■ Exercise task ■
Copy the records below exactly, from the line containing "Confirm that each instance of the distant tree" through the last line, and leave out every picture.

Rows from a pointing dataset

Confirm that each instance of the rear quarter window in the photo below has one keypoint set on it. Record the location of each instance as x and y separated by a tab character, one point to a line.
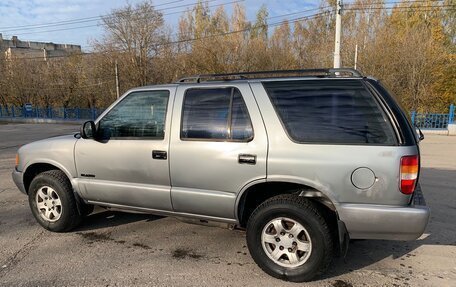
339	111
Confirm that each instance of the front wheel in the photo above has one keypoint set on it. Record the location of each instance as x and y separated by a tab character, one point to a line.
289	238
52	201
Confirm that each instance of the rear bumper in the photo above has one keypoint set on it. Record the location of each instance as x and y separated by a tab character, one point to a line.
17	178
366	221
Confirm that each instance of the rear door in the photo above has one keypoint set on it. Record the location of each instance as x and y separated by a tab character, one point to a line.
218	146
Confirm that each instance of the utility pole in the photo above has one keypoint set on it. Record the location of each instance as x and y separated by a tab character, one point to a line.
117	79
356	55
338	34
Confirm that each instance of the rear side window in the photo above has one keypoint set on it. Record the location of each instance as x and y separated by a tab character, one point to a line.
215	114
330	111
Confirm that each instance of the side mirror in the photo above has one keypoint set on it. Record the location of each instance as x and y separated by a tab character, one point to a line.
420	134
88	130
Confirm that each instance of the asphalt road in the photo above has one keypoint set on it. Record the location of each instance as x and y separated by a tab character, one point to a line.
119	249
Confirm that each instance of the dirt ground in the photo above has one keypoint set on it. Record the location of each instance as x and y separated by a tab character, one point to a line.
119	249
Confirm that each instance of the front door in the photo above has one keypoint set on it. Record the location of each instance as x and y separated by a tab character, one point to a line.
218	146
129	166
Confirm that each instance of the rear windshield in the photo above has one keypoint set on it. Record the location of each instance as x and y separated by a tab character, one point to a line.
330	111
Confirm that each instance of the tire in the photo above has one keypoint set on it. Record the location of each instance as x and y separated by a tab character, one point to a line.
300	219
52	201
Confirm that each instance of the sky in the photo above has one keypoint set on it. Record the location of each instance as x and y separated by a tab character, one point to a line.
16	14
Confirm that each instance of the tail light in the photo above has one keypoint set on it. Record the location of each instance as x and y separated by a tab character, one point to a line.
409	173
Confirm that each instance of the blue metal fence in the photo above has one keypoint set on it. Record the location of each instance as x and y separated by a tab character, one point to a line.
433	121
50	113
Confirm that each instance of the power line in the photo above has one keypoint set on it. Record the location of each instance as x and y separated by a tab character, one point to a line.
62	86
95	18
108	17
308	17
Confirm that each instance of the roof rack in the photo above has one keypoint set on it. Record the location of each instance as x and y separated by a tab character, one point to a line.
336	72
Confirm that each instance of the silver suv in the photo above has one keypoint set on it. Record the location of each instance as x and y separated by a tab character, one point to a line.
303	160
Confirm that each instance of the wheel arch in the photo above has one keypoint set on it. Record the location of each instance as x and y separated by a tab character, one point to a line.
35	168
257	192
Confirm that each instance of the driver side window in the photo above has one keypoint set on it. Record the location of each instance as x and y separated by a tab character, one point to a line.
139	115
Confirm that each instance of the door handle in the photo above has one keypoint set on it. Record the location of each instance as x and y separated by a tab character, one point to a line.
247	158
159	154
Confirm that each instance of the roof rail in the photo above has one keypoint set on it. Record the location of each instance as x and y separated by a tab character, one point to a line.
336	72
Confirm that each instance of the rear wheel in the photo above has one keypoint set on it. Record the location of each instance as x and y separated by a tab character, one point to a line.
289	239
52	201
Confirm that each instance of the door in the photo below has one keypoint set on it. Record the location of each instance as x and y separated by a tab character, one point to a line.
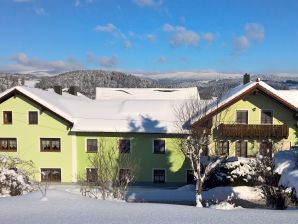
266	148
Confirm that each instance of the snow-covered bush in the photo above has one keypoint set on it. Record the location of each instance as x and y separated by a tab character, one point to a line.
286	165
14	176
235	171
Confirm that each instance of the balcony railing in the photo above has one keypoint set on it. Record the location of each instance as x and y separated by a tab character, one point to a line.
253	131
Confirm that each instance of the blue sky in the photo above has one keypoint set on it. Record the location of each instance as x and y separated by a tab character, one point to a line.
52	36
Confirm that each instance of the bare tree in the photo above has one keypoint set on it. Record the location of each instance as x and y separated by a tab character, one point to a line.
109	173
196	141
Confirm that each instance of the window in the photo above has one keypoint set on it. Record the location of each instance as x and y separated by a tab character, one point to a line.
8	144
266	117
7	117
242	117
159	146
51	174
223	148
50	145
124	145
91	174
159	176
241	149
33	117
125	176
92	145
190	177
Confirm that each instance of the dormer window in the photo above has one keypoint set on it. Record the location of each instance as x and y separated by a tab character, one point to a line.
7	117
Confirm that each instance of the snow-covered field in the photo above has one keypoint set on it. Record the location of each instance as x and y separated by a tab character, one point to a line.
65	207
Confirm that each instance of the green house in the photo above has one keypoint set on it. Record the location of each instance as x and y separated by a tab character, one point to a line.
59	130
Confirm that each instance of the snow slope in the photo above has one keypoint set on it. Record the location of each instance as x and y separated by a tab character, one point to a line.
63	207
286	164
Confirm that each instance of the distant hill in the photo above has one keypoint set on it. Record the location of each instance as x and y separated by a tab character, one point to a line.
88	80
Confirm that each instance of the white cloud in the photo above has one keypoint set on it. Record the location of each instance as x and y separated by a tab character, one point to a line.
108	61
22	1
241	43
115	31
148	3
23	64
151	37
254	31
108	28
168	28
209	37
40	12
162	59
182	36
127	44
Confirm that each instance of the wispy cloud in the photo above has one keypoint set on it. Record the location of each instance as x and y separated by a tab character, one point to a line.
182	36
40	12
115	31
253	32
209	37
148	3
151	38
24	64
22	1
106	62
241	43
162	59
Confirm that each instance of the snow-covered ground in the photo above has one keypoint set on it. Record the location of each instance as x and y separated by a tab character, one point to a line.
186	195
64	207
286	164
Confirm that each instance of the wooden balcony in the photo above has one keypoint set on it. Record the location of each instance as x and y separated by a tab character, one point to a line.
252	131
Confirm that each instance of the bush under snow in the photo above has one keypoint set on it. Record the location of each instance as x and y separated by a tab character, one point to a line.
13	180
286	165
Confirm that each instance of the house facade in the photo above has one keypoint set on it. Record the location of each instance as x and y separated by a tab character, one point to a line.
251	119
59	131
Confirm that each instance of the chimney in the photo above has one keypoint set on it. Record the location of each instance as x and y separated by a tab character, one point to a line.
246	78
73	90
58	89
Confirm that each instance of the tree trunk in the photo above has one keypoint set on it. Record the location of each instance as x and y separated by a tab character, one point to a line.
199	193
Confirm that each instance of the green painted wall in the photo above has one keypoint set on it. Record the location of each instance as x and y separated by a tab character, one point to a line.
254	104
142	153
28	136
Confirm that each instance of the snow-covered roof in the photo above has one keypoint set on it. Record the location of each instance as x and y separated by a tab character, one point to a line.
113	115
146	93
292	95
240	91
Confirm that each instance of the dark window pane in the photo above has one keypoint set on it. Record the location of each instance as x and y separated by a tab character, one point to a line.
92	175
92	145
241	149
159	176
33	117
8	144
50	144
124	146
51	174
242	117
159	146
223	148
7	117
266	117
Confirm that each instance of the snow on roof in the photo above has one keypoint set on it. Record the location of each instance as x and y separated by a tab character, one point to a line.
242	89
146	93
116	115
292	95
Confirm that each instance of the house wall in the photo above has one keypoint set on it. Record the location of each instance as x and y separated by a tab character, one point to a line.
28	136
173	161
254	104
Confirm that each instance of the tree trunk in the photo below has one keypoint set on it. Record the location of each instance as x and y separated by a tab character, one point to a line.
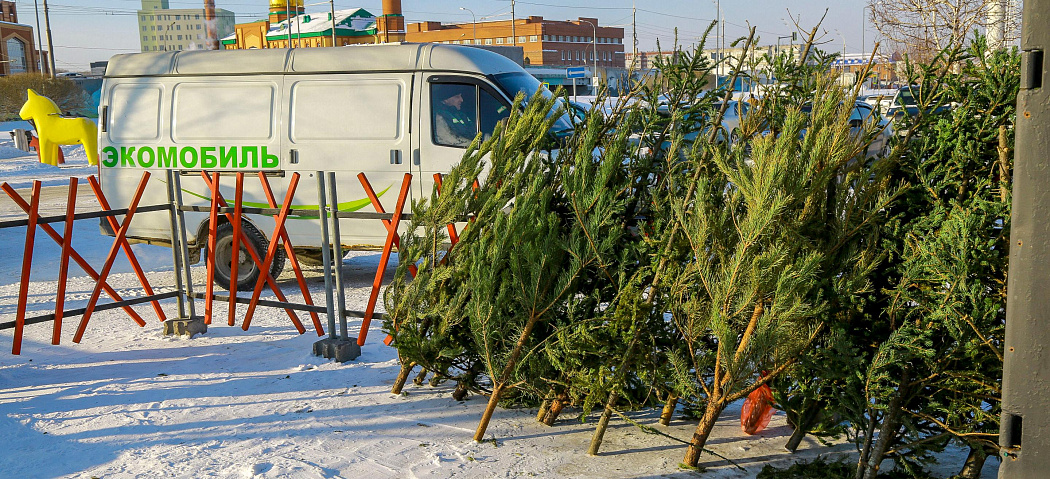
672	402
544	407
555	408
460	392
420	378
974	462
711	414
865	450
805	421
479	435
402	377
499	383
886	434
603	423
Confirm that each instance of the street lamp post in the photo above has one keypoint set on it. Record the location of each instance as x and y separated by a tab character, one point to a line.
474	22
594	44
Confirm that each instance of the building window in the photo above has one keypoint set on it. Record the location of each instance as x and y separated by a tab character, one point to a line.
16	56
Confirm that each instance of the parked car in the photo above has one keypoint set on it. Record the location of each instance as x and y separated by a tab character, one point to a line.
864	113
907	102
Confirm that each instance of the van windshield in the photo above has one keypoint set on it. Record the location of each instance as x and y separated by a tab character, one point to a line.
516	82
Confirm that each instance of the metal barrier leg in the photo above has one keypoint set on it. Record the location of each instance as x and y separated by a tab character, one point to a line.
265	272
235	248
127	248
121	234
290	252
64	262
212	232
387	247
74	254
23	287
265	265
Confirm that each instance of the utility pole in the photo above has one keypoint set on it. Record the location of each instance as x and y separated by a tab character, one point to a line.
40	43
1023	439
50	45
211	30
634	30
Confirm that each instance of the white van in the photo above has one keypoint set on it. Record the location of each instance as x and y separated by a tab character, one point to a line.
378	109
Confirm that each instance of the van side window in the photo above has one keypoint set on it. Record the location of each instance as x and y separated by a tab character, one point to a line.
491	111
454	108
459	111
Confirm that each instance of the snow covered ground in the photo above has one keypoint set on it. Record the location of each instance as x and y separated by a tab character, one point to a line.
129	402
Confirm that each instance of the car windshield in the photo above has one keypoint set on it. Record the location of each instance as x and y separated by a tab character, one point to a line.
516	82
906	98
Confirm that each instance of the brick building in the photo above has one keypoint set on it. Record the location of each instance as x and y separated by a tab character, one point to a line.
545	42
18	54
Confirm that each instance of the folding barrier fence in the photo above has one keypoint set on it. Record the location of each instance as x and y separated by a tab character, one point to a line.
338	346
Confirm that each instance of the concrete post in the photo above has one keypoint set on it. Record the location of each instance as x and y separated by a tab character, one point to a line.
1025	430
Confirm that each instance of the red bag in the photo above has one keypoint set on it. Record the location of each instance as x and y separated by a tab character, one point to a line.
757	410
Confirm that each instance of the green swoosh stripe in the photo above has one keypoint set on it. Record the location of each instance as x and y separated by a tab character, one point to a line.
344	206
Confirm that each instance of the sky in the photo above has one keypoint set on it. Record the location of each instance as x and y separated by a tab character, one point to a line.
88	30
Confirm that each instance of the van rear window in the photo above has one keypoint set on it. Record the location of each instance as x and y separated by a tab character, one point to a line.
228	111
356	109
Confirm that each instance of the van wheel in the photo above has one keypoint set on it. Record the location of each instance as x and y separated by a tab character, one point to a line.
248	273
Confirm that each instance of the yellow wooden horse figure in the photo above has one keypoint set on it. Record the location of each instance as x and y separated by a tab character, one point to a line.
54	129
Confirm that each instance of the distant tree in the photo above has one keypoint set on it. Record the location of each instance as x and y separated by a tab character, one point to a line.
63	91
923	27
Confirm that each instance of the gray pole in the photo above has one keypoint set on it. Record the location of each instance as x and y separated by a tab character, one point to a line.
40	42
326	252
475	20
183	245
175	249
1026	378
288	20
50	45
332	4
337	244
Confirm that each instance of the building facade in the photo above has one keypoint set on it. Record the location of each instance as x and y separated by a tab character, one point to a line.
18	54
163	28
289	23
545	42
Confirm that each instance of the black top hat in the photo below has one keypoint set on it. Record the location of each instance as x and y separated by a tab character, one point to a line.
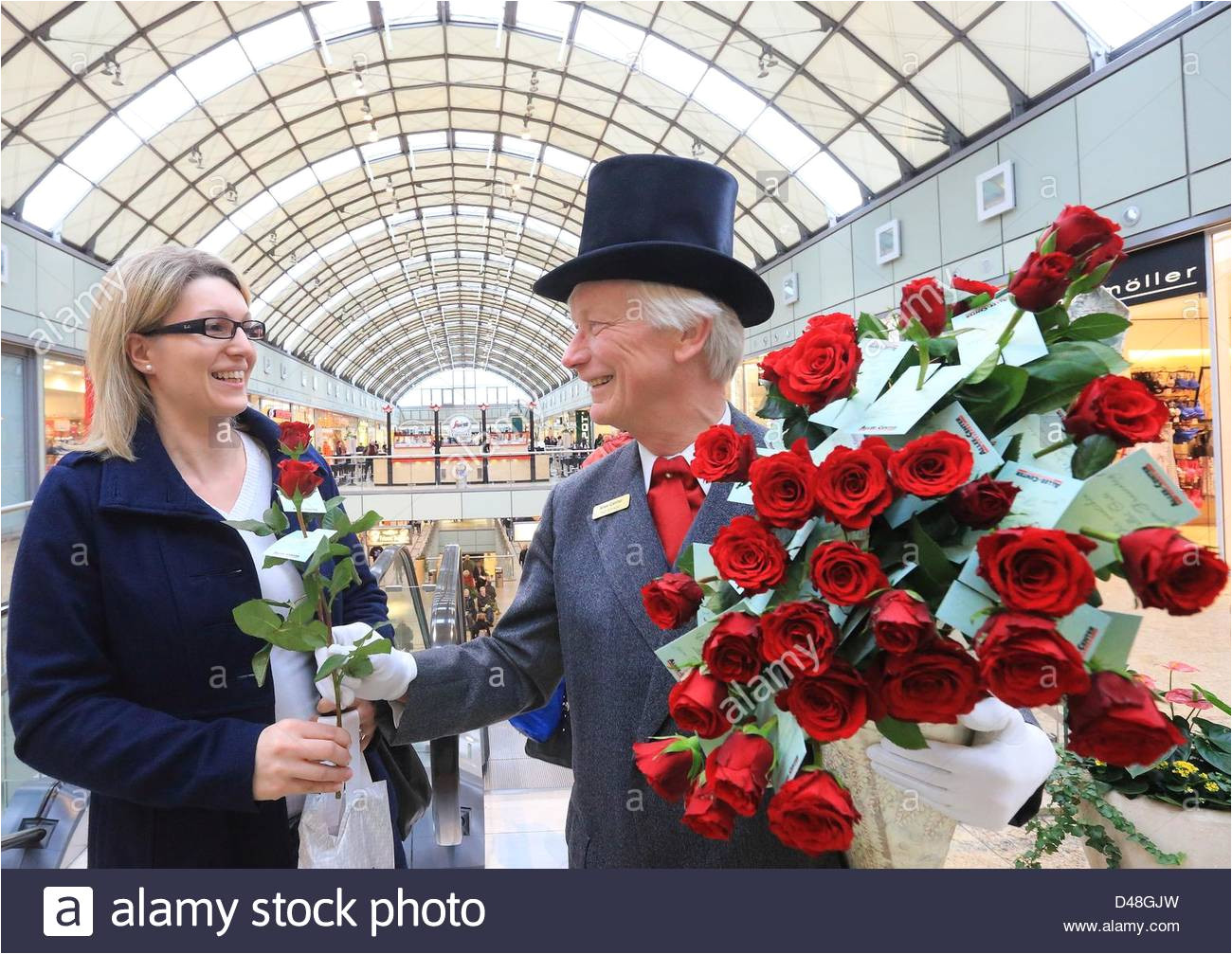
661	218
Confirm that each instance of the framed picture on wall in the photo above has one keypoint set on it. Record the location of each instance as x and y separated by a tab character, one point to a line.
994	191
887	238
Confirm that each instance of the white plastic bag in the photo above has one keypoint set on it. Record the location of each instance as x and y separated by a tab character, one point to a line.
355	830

■ Finished exercise ■
Confirm that each instance of the distant tree in the photo above has one keypoint set on it. Record the location of each instance as x and y separated by a tab character, one point to a line.
63	91
923	27
Confirm that each instance of the gray pole in the photo above has one keypoint set on it. Record the location of each instance as x and y separated by a tab character, one point to a line.
40	42
326	252
475	20
183	245
175	249
1026	378
288	20
50	45
332	4
337	244
Confirm that each instance of the building facade in the photo above has one keypoint set on it. Record the location of each instance as x and y separated by a tab character, one point to a line.
18	54
163	28
289	23
545	42
Confirm that each instance of the black top hat in the photo below has one keypoint set on it. Record the location of each instance as x and y separated by a tab character, one point to a line.
661	218
Confirm that each instance of the framed picture on wall in the photo above has one keypoint set on it. Record the location of each instance as x and y separated by a tab character, one point to a line.
994	191
887	238
Confirm that each instance of the white plastic bag in the photo above has one keypoint set on it. Record the location of each instance as x and y separated by a tab character, one point to a line.
355	830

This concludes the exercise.